Exercise materials Start Marker
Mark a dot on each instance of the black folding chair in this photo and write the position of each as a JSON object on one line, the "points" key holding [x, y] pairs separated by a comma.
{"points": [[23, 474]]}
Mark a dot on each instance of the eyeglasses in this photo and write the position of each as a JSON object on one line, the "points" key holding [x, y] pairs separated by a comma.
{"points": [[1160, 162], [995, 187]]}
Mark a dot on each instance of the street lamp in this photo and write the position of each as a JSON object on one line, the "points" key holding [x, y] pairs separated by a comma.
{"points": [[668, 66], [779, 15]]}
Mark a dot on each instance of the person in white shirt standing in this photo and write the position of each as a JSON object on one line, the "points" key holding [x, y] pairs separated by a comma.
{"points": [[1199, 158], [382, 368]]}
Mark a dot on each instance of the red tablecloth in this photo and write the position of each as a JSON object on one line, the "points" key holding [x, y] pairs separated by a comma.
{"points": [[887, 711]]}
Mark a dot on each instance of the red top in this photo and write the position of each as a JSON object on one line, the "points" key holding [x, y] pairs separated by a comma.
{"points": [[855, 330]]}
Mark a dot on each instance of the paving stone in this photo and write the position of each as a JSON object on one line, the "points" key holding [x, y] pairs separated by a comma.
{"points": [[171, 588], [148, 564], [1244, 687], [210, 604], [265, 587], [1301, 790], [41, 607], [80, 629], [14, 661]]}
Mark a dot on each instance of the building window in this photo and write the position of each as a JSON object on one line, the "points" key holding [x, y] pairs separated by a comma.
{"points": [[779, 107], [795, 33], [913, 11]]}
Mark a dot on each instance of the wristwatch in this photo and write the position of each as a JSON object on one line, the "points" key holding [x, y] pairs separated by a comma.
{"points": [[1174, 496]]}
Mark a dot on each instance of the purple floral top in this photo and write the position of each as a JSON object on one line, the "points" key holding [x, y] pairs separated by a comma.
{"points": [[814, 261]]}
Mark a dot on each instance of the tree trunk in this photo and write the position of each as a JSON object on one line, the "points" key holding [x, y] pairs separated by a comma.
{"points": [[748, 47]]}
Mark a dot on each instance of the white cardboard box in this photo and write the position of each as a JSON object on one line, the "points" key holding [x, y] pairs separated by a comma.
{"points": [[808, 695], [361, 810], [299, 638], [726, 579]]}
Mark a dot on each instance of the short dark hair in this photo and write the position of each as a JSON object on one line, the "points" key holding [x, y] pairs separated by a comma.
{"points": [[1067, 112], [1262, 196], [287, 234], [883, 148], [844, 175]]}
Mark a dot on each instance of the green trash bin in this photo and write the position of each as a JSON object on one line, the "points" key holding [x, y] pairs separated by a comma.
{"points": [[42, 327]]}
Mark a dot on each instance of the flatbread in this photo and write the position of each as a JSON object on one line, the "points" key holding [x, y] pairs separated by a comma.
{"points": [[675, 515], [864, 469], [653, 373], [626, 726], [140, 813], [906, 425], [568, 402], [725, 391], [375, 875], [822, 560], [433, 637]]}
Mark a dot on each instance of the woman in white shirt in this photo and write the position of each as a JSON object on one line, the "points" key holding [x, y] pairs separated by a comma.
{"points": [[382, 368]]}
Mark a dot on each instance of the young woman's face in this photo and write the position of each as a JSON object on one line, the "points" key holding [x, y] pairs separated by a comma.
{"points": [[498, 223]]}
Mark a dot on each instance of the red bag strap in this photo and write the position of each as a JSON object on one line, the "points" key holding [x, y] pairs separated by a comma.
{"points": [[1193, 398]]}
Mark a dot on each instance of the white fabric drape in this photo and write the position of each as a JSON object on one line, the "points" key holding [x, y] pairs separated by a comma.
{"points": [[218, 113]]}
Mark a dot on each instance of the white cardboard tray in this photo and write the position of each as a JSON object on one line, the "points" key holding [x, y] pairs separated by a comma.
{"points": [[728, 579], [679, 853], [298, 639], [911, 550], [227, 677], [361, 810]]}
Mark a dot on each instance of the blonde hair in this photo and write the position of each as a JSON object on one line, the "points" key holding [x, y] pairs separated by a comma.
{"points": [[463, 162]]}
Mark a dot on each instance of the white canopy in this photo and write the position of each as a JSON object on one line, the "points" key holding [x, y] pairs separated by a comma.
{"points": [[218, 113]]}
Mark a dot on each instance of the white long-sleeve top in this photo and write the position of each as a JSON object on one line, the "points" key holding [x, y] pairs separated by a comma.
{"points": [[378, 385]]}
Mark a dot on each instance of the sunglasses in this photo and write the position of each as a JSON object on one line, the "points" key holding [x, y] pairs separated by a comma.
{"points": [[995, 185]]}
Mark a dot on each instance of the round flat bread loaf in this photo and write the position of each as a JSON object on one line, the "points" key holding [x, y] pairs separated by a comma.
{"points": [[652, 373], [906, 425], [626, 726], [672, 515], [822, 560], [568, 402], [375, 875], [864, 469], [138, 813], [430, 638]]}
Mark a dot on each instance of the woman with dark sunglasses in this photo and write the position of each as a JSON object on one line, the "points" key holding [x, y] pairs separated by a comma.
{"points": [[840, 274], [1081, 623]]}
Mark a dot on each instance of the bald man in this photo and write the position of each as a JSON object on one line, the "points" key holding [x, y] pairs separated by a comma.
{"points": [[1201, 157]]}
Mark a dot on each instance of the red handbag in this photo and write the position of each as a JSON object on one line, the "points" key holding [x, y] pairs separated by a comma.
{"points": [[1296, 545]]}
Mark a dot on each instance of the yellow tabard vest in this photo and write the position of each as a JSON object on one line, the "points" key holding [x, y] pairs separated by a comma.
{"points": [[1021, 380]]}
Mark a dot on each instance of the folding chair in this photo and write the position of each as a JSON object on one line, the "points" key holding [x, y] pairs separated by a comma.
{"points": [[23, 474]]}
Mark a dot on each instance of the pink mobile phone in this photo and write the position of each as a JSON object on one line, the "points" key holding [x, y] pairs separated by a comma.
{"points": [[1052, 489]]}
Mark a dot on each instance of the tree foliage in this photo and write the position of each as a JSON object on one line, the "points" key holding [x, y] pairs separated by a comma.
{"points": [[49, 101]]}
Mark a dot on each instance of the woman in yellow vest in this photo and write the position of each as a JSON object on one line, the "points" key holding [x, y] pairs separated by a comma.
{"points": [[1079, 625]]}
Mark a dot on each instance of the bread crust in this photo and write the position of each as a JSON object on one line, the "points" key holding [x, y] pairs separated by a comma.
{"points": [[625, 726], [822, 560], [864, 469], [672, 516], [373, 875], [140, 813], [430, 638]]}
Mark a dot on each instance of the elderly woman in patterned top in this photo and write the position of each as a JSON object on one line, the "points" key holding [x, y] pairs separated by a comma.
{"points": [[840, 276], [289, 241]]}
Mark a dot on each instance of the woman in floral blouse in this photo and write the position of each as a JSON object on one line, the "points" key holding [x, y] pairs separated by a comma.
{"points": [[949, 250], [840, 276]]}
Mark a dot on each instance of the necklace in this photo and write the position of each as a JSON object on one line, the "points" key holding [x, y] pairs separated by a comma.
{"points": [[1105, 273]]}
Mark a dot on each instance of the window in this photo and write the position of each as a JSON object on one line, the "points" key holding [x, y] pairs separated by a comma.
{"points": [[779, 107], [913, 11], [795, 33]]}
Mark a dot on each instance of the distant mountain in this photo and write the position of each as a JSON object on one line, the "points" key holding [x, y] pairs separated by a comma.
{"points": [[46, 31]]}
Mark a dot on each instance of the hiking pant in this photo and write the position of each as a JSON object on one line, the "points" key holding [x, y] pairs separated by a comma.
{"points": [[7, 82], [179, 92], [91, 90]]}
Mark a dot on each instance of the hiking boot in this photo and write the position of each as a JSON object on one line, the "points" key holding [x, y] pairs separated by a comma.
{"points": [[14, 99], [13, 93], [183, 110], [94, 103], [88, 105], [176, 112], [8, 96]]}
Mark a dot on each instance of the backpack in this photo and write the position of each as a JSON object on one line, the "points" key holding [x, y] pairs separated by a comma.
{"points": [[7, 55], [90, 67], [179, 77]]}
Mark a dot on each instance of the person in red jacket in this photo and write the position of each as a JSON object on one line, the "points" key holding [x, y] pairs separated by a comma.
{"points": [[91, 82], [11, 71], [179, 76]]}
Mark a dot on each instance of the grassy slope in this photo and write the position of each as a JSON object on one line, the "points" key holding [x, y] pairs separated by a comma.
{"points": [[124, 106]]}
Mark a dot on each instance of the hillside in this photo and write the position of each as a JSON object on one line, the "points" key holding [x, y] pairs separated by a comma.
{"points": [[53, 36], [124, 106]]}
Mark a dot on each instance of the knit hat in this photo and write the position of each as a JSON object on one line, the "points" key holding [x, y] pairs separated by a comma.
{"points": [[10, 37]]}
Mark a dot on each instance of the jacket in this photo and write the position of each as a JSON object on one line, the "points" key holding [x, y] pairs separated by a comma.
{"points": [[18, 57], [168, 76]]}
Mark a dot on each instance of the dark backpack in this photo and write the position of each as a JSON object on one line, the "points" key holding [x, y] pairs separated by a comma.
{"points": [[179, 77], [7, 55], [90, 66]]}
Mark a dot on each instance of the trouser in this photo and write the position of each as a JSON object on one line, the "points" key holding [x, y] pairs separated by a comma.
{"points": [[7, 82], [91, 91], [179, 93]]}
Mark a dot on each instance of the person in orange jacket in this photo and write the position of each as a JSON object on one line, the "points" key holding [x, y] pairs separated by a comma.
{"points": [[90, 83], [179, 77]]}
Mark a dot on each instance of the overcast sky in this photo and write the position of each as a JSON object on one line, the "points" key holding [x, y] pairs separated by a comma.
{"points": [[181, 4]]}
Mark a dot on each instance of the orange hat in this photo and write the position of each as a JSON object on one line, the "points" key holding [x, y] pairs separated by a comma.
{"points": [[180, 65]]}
Exercise materials End Marker
Assigned task:
Lines from the one containing "Mark a dot on each instance of the overcast" through the end of the data above must be written out exactly, and no other lines are needed.

Written response:
Mark a dot on each instance of the overcast sky in this photo and write the position of each as a JSON object on one line, the "points" key holding [x, y] pairs separated by a comma.
{"points": [[181, 4]]}
Mark a dot on each instance of the orange hat in this photo and write the position of each as a JSON object on one line, the "points" key holding [x, y] pairs separated by a comma.
{"points": [[180, 65]]}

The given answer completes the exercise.